■ STATED PROBLEM:
Locate every line in the items below that contains the string "blonde" and copy each such line in full.

■ DATA LINES:
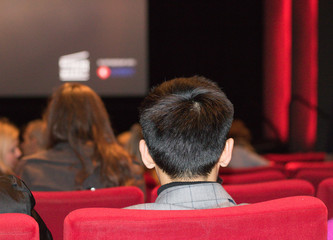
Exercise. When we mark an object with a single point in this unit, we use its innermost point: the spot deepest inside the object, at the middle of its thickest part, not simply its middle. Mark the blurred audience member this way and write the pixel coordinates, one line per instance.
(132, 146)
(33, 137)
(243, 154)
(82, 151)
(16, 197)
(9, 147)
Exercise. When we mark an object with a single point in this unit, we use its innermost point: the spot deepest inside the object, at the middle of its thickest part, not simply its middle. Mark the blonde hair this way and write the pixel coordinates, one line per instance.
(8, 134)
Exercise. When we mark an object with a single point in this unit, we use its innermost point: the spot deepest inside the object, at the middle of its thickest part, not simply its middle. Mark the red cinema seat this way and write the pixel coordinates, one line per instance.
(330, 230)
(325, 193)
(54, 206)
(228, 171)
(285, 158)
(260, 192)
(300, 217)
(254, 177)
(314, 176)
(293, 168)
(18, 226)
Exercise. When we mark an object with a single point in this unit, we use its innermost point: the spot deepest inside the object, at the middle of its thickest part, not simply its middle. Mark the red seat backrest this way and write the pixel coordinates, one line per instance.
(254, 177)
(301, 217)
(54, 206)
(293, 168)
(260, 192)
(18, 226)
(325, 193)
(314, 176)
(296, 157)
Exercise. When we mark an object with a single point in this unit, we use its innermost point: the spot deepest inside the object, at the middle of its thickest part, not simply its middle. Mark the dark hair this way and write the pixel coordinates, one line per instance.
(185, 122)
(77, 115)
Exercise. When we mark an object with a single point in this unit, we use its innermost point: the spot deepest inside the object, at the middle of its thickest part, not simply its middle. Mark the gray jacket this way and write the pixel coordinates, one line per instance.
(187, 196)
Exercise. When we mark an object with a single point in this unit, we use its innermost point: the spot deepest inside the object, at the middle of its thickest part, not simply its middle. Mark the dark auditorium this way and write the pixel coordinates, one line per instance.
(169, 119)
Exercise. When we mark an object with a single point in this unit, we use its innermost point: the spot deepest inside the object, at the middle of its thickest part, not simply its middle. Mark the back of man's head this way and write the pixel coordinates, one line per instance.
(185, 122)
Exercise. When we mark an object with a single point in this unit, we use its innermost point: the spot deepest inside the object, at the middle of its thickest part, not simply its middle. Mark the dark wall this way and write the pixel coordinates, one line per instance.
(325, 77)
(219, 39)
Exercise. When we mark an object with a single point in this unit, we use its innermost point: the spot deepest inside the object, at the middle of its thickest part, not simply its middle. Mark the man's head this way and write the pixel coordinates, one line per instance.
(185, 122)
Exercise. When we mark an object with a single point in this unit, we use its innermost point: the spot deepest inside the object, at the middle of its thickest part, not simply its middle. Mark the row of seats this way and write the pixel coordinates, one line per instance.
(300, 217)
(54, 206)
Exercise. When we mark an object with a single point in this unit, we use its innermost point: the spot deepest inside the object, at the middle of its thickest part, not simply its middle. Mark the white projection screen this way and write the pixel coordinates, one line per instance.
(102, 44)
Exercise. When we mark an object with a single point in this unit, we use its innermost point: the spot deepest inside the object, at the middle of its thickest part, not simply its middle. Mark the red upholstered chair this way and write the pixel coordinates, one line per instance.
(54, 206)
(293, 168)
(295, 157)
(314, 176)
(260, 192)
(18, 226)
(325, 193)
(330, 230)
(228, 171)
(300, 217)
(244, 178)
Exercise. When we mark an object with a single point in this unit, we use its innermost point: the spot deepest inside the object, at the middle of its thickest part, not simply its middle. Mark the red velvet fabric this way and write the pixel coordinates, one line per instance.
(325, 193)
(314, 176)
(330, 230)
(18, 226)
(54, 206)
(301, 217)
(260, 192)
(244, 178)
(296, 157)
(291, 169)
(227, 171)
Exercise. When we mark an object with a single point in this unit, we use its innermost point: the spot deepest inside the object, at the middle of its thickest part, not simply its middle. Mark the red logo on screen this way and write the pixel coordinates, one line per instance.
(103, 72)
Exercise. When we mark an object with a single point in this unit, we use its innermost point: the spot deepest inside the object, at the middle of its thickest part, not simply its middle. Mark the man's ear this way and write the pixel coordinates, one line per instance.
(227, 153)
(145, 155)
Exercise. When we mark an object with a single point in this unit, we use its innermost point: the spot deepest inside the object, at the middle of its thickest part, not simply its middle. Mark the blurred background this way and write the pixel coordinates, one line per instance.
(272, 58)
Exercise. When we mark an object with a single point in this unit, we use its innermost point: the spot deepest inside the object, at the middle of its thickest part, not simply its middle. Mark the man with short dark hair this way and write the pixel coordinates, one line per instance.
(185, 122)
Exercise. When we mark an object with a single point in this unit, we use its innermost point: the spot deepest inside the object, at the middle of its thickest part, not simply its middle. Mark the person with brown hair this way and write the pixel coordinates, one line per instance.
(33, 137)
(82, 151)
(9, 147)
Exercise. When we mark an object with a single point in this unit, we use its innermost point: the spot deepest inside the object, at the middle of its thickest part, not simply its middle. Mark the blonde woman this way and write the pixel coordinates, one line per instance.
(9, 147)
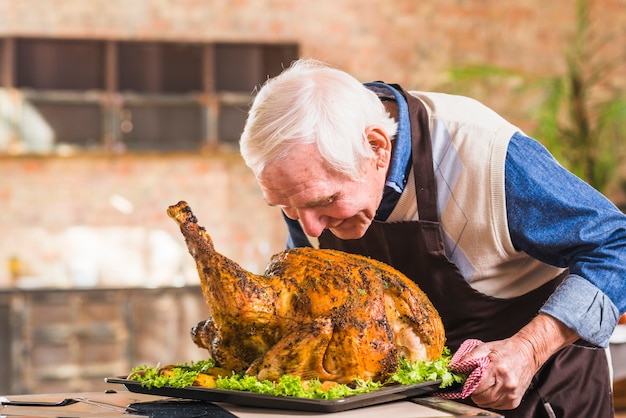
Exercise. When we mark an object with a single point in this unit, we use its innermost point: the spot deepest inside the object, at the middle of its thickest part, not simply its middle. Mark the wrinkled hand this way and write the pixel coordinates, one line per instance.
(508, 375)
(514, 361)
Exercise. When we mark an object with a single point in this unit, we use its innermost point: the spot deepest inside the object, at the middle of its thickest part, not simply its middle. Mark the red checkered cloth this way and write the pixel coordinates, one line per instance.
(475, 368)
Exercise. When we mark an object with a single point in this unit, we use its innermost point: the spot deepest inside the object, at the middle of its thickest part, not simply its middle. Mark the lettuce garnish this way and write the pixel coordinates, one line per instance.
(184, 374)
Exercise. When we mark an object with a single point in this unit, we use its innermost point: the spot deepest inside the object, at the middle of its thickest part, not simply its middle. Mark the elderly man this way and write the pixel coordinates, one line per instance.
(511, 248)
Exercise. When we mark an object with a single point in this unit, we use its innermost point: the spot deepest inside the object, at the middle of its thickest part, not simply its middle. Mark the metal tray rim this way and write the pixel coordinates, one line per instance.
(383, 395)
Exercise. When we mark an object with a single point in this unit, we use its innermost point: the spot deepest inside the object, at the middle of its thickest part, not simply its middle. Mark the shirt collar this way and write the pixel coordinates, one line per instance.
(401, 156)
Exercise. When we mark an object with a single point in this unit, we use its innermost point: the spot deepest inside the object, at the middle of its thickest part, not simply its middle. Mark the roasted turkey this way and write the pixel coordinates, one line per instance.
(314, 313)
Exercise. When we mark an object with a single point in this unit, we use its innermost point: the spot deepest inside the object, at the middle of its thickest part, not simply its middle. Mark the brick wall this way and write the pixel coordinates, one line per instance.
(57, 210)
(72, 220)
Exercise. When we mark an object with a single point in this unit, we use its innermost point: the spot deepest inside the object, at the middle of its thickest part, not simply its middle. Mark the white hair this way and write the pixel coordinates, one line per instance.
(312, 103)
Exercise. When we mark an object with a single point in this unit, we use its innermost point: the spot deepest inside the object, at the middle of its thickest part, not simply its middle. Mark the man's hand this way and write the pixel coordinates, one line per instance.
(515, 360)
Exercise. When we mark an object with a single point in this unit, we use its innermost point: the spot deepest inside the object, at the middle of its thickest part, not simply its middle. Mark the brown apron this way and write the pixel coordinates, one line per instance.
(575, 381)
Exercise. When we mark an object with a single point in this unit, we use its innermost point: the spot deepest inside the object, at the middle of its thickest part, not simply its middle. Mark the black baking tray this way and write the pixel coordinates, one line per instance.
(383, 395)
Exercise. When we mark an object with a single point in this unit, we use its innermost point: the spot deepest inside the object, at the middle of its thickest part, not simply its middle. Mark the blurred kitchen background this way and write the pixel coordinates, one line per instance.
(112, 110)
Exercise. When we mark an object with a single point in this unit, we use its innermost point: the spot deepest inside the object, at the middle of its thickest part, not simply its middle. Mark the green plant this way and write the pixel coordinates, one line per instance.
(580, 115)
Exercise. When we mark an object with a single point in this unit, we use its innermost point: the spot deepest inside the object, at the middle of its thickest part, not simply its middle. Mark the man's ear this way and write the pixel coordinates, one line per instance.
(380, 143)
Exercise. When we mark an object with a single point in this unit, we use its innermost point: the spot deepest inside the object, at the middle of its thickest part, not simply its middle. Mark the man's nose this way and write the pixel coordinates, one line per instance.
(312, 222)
---
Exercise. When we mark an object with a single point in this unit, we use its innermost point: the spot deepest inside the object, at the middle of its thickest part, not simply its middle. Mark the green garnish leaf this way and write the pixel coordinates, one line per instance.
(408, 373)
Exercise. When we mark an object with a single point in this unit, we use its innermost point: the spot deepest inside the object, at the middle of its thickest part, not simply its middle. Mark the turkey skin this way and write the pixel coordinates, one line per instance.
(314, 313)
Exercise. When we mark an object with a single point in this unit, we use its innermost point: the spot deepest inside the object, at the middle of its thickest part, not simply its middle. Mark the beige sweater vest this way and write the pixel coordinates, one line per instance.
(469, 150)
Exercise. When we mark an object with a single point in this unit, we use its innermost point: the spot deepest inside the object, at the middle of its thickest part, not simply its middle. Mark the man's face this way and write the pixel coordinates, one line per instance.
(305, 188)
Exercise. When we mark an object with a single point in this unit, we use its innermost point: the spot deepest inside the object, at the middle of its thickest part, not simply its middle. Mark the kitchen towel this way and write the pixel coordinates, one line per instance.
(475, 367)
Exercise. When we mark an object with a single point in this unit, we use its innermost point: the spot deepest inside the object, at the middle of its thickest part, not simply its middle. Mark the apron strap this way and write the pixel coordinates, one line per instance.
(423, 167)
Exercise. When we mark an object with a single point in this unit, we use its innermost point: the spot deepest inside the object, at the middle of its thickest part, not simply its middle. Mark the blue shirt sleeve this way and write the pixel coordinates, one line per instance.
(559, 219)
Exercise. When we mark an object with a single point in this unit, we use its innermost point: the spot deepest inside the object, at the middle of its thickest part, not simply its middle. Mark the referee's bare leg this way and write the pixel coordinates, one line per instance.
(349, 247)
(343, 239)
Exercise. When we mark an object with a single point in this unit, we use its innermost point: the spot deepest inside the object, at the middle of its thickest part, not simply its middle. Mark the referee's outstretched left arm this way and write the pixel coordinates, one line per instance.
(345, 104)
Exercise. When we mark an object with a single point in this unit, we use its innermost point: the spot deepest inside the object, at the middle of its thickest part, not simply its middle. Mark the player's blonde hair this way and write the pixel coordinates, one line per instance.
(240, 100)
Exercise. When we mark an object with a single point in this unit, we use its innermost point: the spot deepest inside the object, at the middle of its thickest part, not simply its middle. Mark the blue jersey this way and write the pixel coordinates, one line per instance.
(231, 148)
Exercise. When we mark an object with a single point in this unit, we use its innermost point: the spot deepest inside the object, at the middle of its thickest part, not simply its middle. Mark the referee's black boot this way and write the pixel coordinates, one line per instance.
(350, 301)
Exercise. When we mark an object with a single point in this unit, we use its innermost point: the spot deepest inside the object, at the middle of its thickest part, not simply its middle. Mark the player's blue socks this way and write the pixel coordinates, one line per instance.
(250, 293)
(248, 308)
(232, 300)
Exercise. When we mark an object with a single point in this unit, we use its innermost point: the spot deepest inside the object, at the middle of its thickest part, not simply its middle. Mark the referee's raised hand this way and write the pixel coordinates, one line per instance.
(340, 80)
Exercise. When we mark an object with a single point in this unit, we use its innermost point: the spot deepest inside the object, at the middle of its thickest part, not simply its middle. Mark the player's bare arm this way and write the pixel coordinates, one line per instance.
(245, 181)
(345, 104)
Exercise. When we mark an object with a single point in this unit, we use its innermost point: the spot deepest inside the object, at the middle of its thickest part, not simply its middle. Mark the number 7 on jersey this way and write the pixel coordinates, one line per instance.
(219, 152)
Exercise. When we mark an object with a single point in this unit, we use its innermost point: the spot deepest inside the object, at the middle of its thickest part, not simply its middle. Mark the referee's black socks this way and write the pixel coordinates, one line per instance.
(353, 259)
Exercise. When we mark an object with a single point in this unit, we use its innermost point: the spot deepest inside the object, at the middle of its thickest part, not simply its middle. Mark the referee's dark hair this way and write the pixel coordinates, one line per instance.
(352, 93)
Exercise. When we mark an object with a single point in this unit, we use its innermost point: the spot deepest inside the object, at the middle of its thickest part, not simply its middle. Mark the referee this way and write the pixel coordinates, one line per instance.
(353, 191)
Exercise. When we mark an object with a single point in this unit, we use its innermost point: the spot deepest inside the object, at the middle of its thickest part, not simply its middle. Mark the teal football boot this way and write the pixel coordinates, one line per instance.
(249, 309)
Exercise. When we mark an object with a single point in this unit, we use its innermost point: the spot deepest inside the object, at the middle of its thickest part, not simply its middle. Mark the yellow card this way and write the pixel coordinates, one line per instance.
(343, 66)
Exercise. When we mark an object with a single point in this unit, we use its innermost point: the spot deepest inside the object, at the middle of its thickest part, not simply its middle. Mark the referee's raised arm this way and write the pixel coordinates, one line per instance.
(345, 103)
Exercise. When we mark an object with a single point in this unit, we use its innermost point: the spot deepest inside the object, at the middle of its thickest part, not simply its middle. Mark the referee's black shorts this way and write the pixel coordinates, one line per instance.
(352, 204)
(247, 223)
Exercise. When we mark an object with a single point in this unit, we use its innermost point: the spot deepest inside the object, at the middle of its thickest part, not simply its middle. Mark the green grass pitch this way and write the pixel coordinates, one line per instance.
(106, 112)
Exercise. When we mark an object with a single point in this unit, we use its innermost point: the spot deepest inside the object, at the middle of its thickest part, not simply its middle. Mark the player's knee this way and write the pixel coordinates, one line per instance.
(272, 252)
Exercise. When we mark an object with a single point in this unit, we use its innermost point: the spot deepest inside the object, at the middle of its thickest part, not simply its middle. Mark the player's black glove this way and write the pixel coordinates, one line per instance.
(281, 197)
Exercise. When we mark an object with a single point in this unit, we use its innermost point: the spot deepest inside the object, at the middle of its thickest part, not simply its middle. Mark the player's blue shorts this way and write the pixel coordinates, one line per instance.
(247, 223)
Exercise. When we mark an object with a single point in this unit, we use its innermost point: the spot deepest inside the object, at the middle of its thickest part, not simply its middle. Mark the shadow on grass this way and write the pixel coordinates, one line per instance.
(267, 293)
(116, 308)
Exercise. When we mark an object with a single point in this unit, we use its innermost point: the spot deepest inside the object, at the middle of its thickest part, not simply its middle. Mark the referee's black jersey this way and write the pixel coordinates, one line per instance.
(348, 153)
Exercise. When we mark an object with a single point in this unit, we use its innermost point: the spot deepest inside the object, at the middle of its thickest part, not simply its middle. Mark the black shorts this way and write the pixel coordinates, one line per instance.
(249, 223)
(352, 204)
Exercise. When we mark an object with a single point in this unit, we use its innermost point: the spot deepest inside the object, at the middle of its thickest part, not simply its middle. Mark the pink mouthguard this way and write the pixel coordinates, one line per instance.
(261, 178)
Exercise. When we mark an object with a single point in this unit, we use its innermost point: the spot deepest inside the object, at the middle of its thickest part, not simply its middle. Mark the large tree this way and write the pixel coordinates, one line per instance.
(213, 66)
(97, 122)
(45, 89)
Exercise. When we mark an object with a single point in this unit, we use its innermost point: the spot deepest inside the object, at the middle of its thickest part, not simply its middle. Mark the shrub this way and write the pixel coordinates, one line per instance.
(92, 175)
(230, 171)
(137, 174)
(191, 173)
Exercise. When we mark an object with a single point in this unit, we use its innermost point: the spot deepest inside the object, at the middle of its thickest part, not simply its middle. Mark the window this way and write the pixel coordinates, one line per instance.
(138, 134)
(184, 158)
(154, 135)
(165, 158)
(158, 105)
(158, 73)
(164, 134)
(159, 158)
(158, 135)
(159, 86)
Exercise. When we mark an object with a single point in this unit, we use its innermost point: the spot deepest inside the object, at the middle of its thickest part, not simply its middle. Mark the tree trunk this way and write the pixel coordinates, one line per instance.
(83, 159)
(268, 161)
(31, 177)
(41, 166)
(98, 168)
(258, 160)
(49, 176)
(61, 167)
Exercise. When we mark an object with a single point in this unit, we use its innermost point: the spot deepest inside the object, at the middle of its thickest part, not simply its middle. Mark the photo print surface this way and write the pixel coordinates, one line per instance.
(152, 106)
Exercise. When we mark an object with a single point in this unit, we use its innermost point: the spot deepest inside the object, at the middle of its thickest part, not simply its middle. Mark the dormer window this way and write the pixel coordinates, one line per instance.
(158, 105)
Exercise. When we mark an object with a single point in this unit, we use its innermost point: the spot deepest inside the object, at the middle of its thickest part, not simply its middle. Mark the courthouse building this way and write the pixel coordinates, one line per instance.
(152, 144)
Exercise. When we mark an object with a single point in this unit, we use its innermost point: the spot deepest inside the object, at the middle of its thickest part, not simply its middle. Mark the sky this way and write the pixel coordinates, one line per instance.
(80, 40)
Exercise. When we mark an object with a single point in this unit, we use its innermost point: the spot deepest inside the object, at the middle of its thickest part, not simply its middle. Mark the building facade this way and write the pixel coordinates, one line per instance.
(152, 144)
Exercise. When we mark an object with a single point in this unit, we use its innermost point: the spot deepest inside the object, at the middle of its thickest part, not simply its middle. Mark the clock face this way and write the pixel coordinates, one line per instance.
---
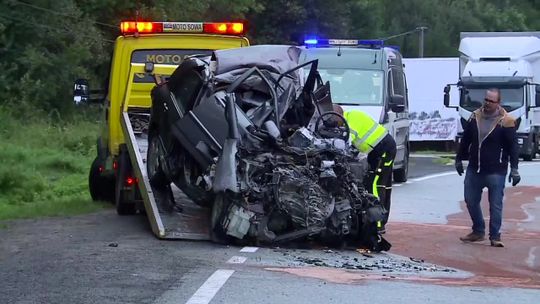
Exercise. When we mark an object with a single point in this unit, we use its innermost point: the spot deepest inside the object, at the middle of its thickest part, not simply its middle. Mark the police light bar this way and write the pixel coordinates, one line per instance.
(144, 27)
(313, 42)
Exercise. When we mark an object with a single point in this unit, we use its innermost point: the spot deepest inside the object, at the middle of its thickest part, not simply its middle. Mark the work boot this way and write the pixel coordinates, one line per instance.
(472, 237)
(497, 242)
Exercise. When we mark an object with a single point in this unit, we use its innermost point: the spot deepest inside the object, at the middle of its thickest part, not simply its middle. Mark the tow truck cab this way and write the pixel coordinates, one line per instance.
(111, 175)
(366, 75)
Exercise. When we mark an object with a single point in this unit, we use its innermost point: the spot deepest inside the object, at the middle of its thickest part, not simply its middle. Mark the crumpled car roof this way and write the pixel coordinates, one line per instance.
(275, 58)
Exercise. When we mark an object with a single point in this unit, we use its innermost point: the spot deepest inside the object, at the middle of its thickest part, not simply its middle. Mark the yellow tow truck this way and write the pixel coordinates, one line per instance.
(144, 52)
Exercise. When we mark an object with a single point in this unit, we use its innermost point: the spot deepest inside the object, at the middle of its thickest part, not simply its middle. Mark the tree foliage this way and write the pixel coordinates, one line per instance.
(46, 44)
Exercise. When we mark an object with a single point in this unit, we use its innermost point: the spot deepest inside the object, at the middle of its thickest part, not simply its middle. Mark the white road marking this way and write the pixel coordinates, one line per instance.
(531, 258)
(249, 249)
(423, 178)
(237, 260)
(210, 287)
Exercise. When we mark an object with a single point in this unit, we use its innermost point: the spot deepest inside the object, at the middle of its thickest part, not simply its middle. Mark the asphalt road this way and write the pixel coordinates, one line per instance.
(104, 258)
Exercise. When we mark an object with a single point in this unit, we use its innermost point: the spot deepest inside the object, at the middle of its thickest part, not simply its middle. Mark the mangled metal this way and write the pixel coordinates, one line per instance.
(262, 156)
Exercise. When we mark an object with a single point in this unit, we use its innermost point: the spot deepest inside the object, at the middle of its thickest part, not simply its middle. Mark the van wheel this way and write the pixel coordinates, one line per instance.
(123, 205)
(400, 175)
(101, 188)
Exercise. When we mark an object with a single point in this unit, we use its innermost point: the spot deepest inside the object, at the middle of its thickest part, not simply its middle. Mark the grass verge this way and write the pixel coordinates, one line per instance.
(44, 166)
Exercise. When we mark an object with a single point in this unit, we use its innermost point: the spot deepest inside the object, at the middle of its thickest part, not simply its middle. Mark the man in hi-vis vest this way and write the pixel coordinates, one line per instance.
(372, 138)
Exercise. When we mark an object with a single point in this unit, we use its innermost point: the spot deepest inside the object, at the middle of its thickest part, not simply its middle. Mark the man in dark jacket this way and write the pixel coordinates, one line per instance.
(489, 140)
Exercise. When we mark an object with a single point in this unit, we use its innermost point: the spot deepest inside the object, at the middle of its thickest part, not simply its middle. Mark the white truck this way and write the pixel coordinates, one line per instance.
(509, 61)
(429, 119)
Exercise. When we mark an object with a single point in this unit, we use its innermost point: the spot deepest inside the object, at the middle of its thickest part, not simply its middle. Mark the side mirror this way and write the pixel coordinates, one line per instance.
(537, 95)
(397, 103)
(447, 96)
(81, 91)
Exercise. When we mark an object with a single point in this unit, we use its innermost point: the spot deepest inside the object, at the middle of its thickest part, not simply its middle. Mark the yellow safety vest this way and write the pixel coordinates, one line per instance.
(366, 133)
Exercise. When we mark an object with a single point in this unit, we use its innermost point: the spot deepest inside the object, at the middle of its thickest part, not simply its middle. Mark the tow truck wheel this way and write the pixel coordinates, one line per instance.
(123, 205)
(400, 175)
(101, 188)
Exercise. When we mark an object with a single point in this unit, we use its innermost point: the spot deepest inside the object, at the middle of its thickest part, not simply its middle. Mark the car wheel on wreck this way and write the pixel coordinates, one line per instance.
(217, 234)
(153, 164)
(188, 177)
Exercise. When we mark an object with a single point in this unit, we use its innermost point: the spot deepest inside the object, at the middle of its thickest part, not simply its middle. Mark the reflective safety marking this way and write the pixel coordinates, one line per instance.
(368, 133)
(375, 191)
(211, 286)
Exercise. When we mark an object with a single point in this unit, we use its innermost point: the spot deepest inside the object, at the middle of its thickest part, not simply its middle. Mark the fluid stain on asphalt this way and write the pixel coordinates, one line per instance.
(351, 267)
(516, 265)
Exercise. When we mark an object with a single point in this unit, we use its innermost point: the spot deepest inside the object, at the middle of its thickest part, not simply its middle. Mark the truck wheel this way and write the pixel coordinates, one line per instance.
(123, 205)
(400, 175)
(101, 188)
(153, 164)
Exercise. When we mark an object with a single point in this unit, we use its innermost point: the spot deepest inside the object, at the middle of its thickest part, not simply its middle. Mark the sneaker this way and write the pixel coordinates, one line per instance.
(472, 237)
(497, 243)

■ REPLY TO THE EXERCISE:
Exercise. When we mark an object with a single point in this unit, we use its innermost point: the spot deepest inside the object, at the middle of its thickest part, not simply its middle. Mark the blonde hair this way and write the pixel coordinates, one line per instance.
Exercise. When we mark an object with a single point in this unit, we use its innermost point: the spot deepest inside the object, at the middle of its thickest part, not simply its middle. Mark the blonde woman this way and write the pixel coordinates, one line per instance.
Exercise. When we mark an object with a single point in this unit, we use its innermost point: the spot deepest inside the object, at the middle of its thickest part, not simply its middle. Mark the player's blonde hair this way and write the pixel coordinates, one line per instance.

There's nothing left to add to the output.